**TO-DO LIST**.
[a] In the rice bran wax passage, how high is the renewable carbon index of these waxes?
[b] Rewrite the rice bran wax passage from "Licocare® RBW Vita are lighter" up to and including "is of importance.", putting "paler" in place of "lighter".

**DOCUMENT PASSAGE**.
Climate protection issues are becoming increasingly prominent in paints and coatings. The sector contributes to CO2 emissions through various sources across its production and supply chain, including: energy used during manufacturing, raw material generation (pigments, solvents and binders), transportation and waste management, and disposal.

Increasingly, manufacturers are asked to quantify the carbon footprint of their products. An example of this is the ISO 14067, an international standard that defines the requirements necessary to determine the greenhouse gas emissions produced during each stage in the lifecycle of a product.

Transition to a sustainable future

To meet rising consumer demand for more environmentally friendly products and comply with stricter regulations around climate change, pollution and negative health impacts, the coatings industry needs access to new, high-performing materials that can enable the transition to more sustainable production methods.

One promising new group of additives that are well suited for this challenge are bio-based, polar modified rice bran waxes. Recently commercialised by Clariant, Licocare® RBW Vita additives are derived from a by-product of the rice bran oil industry and are a sustainable alternative to montan and synthetic waxes used widely in paints, coatings and inks.

These upvalued rice bran waxes offer high-performance solutions at the same time as addressing the key sustainability mega-trends transforming the coatings industry. They are renewable-based, non-food competing, contain no microplastics or PFAS chemicals, and have a remarkable renewable carbon index exceeding 98%.

Figure 1. Relative carbon footprint emissions of typical wax products compared to Licocare® RBW. Emissions include biogenic content and are normalised values with Licocare® RBW as the reference

Licocare® RBW Vita are produced by industrial modification processes and their quality is controlled and consistent, unlike unmodified conventional natural waxes.  These industrial modification processes allow a broad portfolio of functions, products and solutions, providing different characteristics such as polarity, hardness, saponification, melting point, colour and particle size. This allows users to choose the product most suitable for their specific applications.

Licocare® RBW Vita are lighter in colour than conventional natural waxes allowing more flexible adaptation in different applications where color is of importance.

Figure 2. Licocare® RBW Vita lighter in colour than conventional natural waxes

Use applications

In coatings, rice bran wax products can provide water borne formulations with the same transparency as conventional waxes while improving sliding friction and scratch resistance. They also provide good matting. For coatings applications, micronised versions of rice bran wax are used.

 Figure 3. Licocare® RBW Vita can outperform standard waxes in scratch resistance and coefficient of friction, while maintaining the same gloss and transparency of a wood coating compared to other fossil-based waxes.

**MATERIAL SUPPLIED**.
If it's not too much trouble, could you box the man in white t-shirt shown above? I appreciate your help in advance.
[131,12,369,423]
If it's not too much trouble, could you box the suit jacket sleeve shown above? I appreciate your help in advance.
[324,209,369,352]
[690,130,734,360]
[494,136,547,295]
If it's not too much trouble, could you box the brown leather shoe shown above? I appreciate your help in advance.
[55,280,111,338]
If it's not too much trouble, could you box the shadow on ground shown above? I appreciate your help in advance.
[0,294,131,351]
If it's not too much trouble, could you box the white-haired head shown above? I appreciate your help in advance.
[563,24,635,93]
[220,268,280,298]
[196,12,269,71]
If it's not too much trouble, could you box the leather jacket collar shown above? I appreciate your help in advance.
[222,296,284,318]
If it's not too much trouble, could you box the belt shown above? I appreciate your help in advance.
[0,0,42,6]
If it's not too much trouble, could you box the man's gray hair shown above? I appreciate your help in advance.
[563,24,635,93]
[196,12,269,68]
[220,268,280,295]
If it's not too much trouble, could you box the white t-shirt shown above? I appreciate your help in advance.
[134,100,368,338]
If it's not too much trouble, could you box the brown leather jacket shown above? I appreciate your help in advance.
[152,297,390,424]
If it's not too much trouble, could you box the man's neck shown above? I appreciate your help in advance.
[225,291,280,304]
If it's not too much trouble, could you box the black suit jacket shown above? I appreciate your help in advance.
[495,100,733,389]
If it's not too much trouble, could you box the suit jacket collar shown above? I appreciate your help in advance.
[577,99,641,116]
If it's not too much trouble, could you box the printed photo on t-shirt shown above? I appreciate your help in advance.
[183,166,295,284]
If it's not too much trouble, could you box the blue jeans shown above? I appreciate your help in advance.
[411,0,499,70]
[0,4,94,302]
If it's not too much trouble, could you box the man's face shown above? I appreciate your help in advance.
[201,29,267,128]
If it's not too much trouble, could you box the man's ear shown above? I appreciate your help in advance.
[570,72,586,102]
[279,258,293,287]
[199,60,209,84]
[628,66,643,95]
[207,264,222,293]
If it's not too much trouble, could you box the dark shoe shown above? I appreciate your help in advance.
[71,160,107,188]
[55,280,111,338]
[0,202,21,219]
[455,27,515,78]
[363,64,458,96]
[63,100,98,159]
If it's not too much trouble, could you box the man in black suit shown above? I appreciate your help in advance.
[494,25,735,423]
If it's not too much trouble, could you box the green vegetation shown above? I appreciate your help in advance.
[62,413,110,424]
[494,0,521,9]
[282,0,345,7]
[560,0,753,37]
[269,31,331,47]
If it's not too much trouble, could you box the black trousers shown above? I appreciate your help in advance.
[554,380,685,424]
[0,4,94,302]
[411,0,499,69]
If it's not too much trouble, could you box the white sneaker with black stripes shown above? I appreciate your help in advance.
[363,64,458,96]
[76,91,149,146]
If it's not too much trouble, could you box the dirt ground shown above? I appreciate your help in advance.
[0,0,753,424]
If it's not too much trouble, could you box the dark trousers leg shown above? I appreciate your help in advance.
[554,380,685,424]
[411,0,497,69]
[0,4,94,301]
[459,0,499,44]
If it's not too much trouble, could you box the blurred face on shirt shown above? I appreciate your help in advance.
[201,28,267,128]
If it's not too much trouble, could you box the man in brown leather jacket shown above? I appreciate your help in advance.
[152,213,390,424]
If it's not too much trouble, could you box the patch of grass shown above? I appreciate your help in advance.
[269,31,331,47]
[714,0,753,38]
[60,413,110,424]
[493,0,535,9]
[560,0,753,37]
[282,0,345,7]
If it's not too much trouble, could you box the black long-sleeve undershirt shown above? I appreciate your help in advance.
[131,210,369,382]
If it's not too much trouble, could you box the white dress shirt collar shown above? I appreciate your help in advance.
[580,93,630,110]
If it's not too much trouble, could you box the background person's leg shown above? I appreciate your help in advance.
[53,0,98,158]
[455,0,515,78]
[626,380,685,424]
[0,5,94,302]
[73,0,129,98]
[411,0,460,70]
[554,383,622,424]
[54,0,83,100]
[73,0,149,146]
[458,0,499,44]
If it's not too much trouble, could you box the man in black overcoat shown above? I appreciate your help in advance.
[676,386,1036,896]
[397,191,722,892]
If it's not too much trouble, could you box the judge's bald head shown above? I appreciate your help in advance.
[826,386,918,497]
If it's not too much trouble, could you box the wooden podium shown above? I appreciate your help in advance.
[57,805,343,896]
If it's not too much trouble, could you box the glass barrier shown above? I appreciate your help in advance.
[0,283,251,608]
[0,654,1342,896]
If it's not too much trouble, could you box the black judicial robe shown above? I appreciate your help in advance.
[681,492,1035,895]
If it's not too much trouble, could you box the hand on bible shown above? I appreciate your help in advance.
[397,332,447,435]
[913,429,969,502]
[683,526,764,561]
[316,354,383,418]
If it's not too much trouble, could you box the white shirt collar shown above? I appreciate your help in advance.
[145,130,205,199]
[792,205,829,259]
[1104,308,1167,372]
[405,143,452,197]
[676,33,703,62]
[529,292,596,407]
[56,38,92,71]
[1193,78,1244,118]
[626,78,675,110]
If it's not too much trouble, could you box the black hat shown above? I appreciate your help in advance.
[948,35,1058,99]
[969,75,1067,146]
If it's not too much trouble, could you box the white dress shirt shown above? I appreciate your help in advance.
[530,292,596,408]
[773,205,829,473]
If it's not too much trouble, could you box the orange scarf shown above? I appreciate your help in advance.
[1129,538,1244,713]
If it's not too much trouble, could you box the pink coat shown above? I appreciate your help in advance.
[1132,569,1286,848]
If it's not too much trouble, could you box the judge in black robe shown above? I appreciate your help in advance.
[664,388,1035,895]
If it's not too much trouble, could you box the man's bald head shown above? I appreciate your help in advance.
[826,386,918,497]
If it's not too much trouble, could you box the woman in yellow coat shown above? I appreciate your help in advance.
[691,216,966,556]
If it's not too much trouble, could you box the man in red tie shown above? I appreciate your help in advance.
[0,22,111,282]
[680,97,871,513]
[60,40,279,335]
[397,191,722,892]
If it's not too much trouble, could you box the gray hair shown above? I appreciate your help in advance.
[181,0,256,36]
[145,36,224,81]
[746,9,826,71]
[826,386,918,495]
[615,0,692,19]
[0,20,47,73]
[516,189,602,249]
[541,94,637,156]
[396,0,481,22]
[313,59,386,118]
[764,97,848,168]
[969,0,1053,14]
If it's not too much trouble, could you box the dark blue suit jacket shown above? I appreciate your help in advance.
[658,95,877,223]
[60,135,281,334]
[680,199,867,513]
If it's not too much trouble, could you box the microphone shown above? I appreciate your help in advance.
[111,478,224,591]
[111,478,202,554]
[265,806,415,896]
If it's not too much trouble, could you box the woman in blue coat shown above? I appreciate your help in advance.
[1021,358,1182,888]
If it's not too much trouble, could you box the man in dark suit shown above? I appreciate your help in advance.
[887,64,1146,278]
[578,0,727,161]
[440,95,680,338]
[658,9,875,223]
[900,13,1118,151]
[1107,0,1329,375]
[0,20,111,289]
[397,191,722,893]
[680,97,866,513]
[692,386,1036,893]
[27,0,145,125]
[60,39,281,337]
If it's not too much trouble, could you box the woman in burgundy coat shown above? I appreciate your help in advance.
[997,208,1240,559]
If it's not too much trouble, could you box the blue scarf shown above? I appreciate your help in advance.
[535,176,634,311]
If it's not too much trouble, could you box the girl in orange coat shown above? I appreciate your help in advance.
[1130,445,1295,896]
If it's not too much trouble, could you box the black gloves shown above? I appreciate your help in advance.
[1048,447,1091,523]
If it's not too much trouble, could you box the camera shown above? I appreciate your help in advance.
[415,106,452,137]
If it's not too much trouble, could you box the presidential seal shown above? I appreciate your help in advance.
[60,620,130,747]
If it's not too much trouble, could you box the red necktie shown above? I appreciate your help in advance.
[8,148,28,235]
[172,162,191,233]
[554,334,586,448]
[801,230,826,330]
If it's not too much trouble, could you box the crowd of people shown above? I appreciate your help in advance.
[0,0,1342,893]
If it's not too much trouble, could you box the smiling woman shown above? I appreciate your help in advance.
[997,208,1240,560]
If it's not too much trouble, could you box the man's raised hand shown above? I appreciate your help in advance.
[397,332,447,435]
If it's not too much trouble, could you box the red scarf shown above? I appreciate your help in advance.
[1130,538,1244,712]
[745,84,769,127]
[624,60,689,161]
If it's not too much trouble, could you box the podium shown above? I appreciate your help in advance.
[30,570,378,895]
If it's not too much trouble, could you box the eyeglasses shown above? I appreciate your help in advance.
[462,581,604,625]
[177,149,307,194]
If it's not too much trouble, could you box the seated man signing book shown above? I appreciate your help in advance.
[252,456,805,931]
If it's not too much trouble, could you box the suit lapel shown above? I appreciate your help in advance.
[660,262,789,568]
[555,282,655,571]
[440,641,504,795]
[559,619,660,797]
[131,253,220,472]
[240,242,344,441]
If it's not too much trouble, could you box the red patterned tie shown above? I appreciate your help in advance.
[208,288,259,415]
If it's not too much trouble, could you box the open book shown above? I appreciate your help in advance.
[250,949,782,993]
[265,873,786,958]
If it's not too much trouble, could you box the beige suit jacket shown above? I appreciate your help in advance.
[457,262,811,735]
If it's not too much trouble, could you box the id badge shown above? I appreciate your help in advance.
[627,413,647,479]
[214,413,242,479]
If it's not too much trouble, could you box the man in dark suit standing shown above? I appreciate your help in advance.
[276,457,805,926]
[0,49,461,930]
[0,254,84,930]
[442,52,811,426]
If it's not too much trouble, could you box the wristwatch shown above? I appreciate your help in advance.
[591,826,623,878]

**ANSWERS**.
[a] It exceeds 98%.

[b]
Licocare® RBW Vita are paler in colour than conventional natural waxes allowing more flexible adaptation in different applications where color is of importance.